§ INSTRUCTIONS TO FOLLOW
Look for the line containing "Target: dense bush" in the entries below, then print that line and all that follow it exactly.

§ EXERCISE MATERIALS
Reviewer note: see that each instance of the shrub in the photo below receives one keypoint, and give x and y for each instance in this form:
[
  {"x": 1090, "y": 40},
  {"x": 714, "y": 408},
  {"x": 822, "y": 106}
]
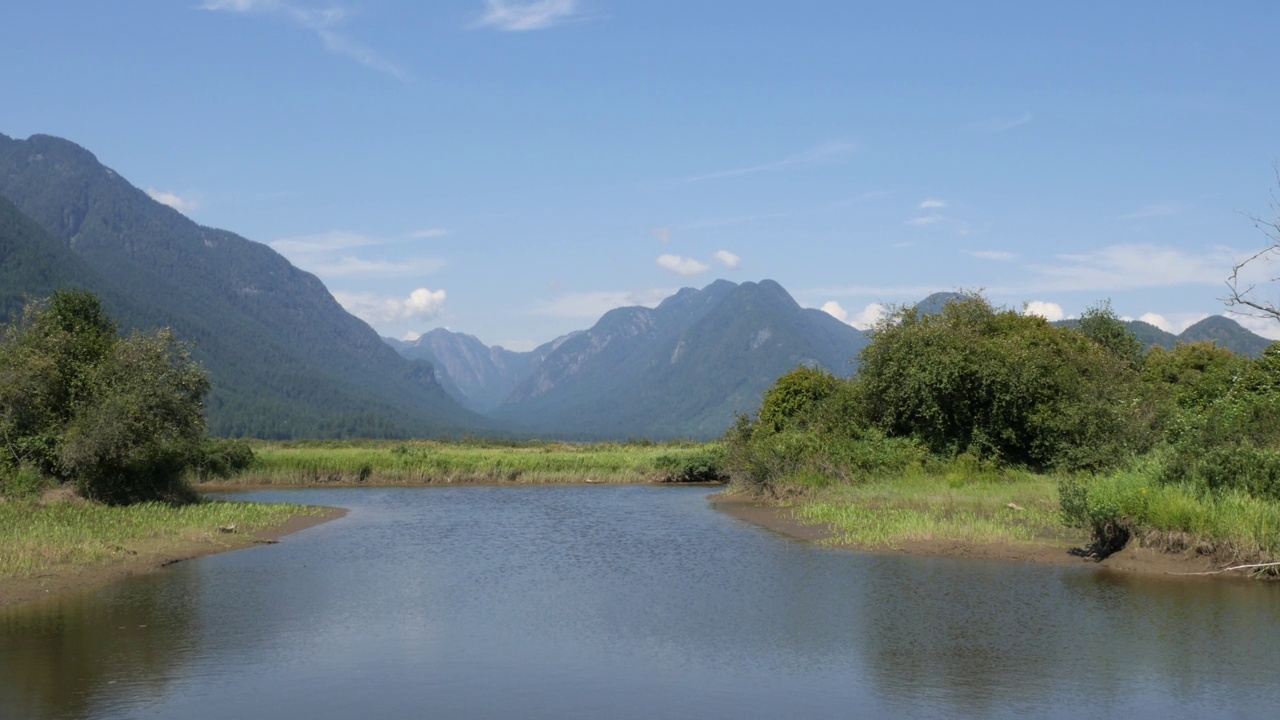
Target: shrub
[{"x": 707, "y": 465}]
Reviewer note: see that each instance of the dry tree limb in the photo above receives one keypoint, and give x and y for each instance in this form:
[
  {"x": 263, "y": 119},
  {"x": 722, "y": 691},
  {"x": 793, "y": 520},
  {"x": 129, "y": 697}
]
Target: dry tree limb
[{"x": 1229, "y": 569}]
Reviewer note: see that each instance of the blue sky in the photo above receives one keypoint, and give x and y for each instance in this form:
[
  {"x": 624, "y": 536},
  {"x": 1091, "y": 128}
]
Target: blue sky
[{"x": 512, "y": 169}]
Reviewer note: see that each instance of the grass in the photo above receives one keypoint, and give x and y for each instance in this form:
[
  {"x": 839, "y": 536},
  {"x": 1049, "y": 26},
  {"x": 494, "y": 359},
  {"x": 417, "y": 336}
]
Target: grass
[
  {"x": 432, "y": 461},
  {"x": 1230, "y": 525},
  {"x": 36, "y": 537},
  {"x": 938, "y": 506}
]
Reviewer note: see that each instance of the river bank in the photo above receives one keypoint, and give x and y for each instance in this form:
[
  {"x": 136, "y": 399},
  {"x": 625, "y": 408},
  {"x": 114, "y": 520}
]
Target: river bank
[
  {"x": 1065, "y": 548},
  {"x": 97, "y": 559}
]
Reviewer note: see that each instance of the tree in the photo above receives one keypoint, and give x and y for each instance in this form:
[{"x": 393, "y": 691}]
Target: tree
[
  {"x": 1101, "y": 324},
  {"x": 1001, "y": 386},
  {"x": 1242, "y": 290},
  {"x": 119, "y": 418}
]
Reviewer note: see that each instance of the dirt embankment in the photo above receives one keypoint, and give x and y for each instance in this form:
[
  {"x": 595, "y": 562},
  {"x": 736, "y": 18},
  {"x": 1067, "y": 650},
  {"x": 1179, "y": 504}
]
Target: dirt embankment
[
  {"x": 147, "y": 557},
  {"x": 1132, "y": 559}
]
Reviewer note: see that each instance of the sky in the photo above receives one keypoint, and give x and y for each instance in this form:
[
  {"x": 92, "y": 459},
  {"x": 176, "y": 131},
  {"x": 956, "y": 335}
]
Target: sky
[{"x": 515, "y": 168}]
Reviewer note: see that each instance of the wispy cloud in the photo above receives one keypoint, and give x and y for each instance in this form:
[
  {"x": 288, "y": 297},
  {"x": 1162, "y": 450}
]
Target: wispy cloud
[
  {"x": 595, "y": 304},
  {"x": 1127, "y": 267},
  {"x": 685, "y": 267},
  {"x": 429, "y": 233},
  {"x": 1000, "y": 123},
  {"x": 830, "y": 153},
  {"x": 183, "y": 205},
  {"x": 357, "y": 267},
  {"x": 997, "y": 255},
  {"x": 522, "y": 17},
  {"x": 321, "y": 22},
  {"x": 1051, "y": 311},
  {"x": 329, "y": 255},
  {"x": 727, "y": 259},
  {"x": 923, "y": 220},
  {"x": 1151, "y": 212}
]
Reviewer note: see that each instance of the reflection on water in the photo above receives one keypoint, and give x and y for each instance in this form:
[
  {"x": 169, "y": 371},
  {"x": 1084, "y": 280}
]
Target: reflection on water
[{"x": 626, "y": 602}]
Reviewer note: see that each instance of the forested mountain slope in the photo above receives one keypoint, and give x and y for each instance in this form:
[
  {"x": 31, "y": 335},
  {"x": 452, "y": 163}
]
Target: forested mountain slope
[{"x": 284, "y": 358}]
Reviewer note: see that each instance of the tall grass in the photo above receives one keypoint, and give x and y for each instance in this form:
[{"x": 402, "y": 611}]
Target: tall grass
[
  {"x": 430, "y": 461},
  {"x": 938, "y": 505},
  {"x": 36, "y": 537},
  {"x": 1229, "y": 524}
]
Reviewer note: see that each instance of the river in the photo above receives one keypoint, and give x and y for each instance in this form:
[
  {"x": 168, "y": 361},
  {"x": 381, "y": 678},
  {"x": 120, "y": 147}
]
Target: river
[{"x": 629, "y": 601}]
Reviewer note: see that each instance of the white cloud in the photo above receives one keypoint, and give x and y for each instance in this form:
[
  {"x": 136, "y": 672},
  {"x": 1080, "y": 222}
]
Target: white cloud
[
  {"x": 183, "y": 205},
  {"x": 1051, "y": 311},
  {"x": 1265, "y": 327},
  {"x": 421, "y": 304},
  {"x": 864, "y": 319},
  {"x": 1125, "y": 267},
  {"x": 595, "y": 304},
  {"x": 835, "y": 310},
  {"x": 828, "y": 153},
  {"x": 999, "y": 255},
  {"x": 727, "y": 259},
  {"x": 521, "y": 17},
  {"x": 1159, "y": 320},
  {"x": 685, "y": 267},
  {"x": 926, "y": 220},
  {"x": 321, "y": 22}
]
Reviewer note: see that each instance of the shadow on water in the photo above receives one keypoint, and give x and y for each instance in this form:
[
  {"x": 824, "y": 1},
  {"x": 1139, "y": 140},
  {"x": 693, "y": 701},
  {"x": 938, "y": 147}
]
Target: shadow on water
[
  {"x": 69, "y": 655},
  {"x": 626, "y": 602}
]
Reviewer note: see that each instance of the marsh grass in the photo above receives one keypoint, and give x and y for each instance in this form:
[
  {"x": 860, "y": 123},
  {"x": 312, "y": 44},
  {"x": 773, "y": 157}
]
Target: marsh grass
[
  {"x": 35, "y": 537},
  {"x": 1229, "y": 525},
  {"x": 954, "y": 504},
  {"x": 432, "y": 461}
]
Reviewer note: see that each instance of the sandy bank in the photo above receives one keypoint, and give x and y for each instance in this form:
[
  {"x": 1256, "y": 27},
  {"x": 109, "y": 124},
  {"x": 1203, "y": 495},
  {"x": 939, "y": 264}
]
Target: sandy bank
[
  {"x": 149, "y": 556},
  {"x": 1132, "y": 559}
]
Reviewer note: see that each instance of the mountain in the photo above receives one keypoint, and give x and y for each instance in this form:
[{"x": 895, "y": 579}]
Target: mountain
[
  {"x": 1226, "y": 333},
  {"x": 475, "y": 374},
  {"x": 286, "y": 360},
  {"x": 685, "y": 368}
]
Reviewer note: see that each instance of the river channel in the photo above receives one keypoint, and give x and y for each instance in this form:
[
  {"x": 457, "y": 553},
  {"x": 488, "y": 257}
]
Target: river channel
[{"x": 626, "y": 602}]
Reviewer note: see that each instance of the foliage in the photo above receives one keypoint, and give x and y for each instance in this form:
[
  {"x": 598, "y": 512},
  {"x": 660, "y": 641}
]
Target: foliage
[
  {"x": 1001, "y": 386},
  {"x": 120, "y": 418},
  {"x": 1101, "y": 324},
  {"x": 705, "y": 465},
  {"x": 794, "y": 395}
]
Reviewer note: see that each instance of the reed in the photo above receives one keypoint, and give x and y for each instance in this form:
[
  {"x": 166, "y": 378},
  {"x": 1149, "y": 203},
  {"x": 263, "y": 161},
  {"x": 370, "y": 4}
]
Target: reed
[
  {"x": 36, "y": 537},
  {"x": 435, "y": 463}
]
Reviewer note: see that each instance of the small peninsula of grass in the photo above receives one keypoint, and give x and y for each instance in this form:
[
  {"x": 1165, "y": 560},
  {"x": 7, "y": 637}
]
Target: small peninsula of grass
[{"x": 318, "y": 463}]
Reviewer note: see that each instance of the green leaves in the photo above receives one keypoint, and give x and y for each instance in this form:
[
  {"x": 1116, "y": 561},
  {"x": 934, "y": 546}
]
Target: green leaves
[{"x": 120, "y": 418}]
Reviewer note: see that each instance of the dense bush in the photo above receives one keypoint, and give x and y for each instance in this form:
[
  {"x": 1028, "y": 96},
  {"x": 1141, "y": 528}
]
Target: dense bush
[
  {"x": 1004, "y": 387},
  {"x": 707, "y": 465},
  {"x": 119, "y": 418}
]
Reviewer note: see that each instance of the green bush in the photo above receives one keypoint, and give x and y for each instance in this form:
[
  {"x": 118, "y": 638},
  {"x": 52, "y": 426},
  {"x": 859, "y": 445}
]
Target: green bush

§ RESPONSE FOR THIS EXERCISE
Target: dense bush
[
  {"x": 1004, "y": 387},
  {"x": 707, "y": 465},
  {"x": 119, "y": 418}
]
Reviewer note: see that each instance of the green bush in the photo above receives one keypoint, and give x and y for each instance in this form:
[
  {"x": 118, "y": 638},
  {"x": 52, "y": 426},
  {"x": 859, "y": 445}
]
Target: green bush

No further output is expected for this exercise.